▶ _Requisitos_
1 > No texto intitulado «Natal», quantos dias durou o convívio fraterno no seminário?
2 > Retome o texto intitulado «Natal» a partir do ponto em que termina.

Monday, December 08, 2008

Natal

Lá em casa nunca fomos religiosos. Os meus pais não casaram na igreja e não baptizaram as filhas. Que devíamos ser nós a escolher. Ninguém nos evangelizou. Ainda assim, porque eram outros os tempos, a religião estava presente na nossa vida de uma maneira ou de outra.
Havia a irmã Maria dos Anjos que aparecia de vez em quando na escola primária para dar a aula de religião e moral - não era obrigatório mas só havia uma menina, de uma família jeová, que ia com o professor fazer desenhos para outra sala. E vai-se a ver não me fez mal nenhum ouvir as histórias da Maria e do José e pintar os desenhos e aprender a cantar amar como Jesus amou. Ainda fui umas duas ou três vezes à catequese, porque todas as minhas amigas iam e eu queria ver como era, e no ciclo, apesar não estar inscrita nas aulas de religião, calha não calha no inverno pedia para assistir em vez de ficar uma hora à chuva.
Depois havia a vovó Ana que se emperiquitava todos os domingos para ir à missa. De vez em quando iamos com ela. Como um passeio. Eu adorava aquela coisa de estarmos sempre a sentar e a levantar. E as músicas, sempre gostei das músicas. A vovó Ana dava-nos moedas para pormos no cestinho que passava de mãos em mãos. E também nos ensinou a rezar o pai nosso e a avé maria. A certa altura, começámos a ter aulas de música e a aprender a tocar flauta com o doutor Gomes, que era, também, o responsável pelo coro e pelo órgão da igreja. À falta de outros palcos, o doutor Gomes pôs-nos a tocar na missa o santo, santo é o senhor e o aleluia e outras coisas do género. Domingo após domingo aprendi as lenga-lengas todas e a dar as respostas certas, palavra do senhor, graças a deus, glória a vós, senhor, ámen.
E havia ainda o padre Manuel António que com a sua serenidade e disponibilidade nos conquistou a todos no liceu, mesmo os que não tínhamos aula de religião e ele só nos conhecia dos corredores e das conversas. Também fomos, eu e a minha irmã, fazer o convívio fraterno, três dias no seminário a acordar ao som das violas, e as músicas, outra vez as músicas, mesmo sem acreditar emociono-me só de ouvir o pai nosso em ti cremos e canto com alegria levado pela mão com jesus eu vou. Três dias a falar das nossas dúvidas existenciais, que sempre as há na juventude, de onde viemos, para onde vamos, o que fazemos nós aqui. Três dias e no fim toda a gente rendida menos eu. Juro que me esforcei. Naquela altura já não era uma questão de querer ser igual aos outros, era mesmo uma necessidade. Eu tinha pena de não acreditar. Como isso me resolveria tanta angústia. Depois disso, persistente, ainda fui umas vezes ao grupo de jovens mas rapidamente percebi que estava toda a gente ali para falar de (e para tentar fazer algum) sexo. Obrigadinha mas para isso não preciso perder as tardes de sábado no gélido salão da paróquia.

▶ _Dados fornecidos_

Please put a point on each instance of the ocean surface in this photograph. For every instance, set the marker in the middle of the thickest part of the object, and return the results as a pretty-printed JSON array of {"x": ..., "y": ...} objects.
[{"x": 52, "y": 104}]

▶ _Problemas resolvidos_
1 > Três dias.

2 >
De maneiras que lá em casa nunca fomos religiosos, que devíamos ser nós a escolher, diziam os meus pais, e deram-nos todas as oportunidades para isso e a minha irmã até andou ali quase para se baptizar e tudo mas eu, eu que queria mesmo era ficar descansadinha a achar que vamos todos para o céu e que os bons serão recompensados e que os maus se não os castigam os homens há de castigá-los deus, eu que acredito no amor acima de tudo, eu que, tirando a gula, até nem sou de grandes pecados, eu que não mato, não bato, não minto e não engano ninguém, eu que, vistas bem coisas, até sou uma boa cristã, esforcei-me e nada. Não sou capaz. Aqui estou acomodada à minha condição de agnóstica (ateia não, mesmo sem fé ainda não perdi a esperança de um dia, quem sabe).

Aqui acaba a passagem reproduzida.